Отрывок |
----

Всякая теория жанров покоится на некоем представлении о литературном
произведении. Поэтому следует начинать с описания нашей собственной
исходной позиции, даже если последующая работа заставит нас от нее
отказаться.
Говоря кратко, мы будем различать три аспекта литературного произведения:
словесный, синтаксический и семантический.

"Я почти начал верить" - вот формула, обобщающая дух фантастического
жанра. Абсолютная вера, равно как и полное неверие, увели бы нас в сторону
от фантастического; именно неуверенность вызывает его к жизни.

Вот тут объясняется кардинальное отличие поэзии от прозы; по крайней мере, я понял, почему я совсем не понимаю поэзию, глух к стихам:

Теперь нам понятно, почему поэтическое прочтение представляет собой
препятствие для фантастического. Если, читая текст, мы отвлекаемся от
всякой изобразительности и рассматриваем каждую фразу всего лишь как
сочетание семантических признаков, то фантастическое возникнуть не может;
как мы помним, для его возникновения требуется наличие реакции на события,
происходящие в изображаемом мире. Поэтому фантастическое может
существовать только в вымысле; поэзия фантастической не бывает (хотя и
существуют антологии "фантастической поэзии". ). Короче говоря,
фантастическое предполагает наличие вымысла.

----

Строки |

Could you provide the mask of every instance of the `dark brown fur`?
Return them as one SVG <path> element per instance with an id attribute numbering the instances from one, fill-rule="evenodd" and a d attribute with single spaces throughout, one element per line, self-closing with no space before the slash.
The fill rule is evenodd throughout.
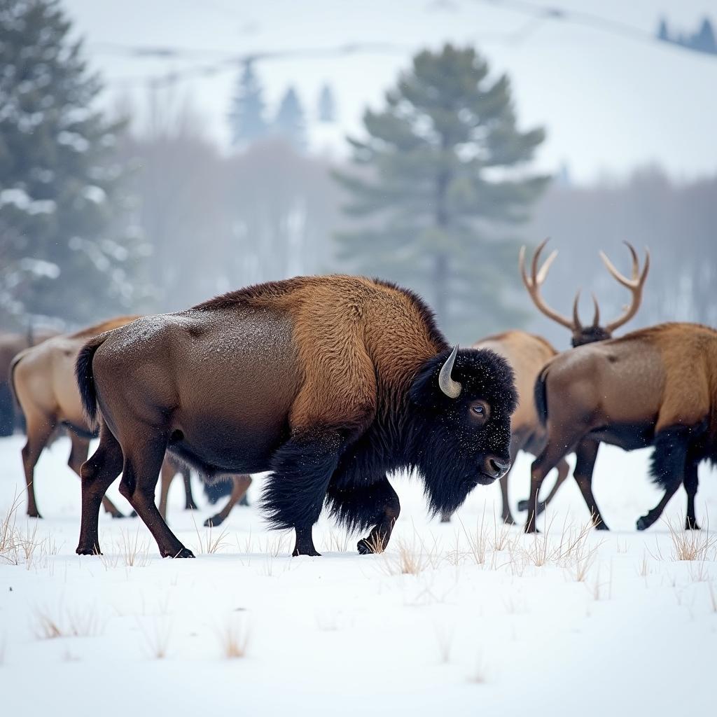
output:
<path id="1" fill-rule="evenodd" d="M 22 449 L 22 464 L 27 486 L 28 516 L 41 517 L 35 498 L 34 468 L 56 429 L 60 426 L 68 429 L 72 450 L 67 462 L 77 475 L 87 460 L 90 440 L 96 431 L 94 422 L 88 422 L 85 417 L 74 380 L 77 353 L 89 338 L 123 326 L 137 318 L 120 316 L 75 333 L 54 336 L 22 351 L 13 359 L 10 384 L 25 416 L 27 435 L 27 441 Z M 163 467 L 162 495 L 165 506 L 169 483 L 177 470 L 176 465 L 168 463 Z M 189 473 L 183 475 L 188 505 L 194 506 Z M 122 516 L 106 496 L 103 504 L 114 517 Z"/>
<path id="2" fill-rule="evenodd" d="M 507 468 L 515 397 L 505 362 L 467 349 L 453 368 L 464 389 L 449 398 L 449 353 L 415 295 L 341 275 L 250 287 L 90 340 L 76 372 L 103 421 L 82 467 L 78 553 L 98 549 L 99 500 L 122 470 L 120 493 L 161 554 L 191 556 L 149 500 L 166 449 L 206 476 L 272 471 L 263 503 L 295 528 L 295 554 L 317 554 L 325 500 L 386 543 L 399 508 L 386 473 L 399 467 L 419 469 L 434 510 L 454 510 Z"/>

----

Задание |
Определите, согласуются ли с отрывком о фантастическом жанре утверждения (а) «В литературном произведении различаются три аспекта», (б) «Фантастическое порождается абсолютной верой» и (в) «Фантастическое может существовать только в вымысле». Для каждого ответьте «да» или «нет» и приведите решающие слова отрывка точной цитатой.

Готовый ответ |
(а) Да: «мы будем различать три аспекта литературного произведения: словесный, синтаксический и семантический».
(б) Нет: «Абсолютная вера, равно как и полное неверие, увели бы нас в сторону от фантастического; именно неуверенность вызывает его к жизни».
(в) Да: «фантастическое может существовать только в вымысле».